> _INSTRUCTIONS FOR THE TASK_: Reproduce the stretch of the entries from the line containing "For every instance of the wooden" through the end of the entries, keeping every line identical.

[Items from a dataset]
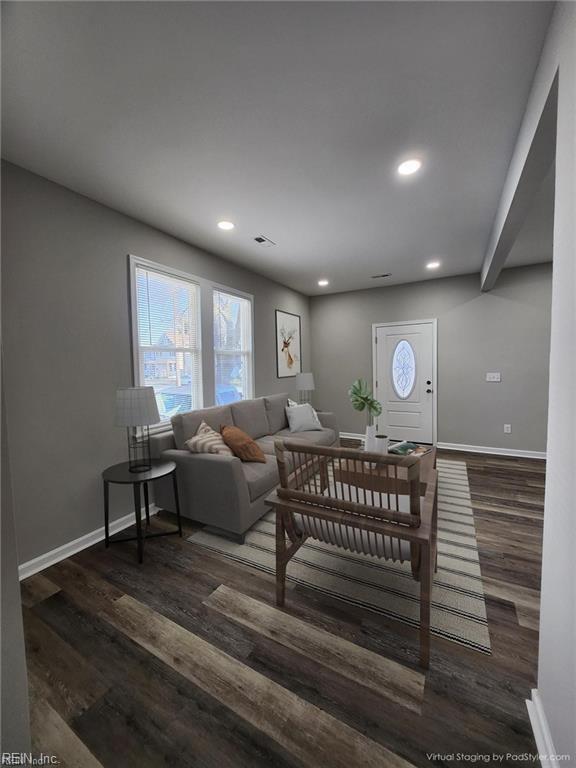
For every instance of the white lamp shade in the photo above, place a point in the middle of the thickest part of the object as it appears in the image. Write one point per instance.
(305, 382)
(136, 407)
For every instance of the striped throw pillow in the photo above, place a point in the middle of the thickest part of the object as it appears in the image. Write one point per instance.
(207, 440)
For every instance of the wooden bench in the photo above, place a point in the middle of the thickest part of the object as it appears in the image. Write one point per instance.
(378, 505)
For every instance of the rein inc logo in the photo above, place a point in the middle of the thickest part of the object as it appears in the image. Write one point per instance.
(27, 758)
(481, 757)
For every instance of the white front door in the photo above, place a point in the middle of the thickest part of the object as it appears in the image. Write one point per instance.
(405, 380)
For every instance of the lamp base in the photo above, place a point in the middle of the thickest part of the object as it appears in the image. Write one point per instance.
(139, 450)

> _OUTPUT OF THE TASK_:
For every instance of the wooden bench in the photo above, place a point in the middle of the thickest part of the object as it appears in the image. Write one point per instance.
(378, 505)
For every instance of the rein inc logo in the photo above, place a point in the middle of the thickest part of the object as it appears in the image. Write one point per instance.
(27, 758)
(481, 757)
For every instance of the white front door in the photo above, place a point in the middle of the thickest part of the object as it appears in the image. Write one point per instance.
(405, 380)
For every instance of the lamp base in the photo above, place a point in the middle of the thickest part of the object as it appears in the image. Write one point per instance.
(139, 450)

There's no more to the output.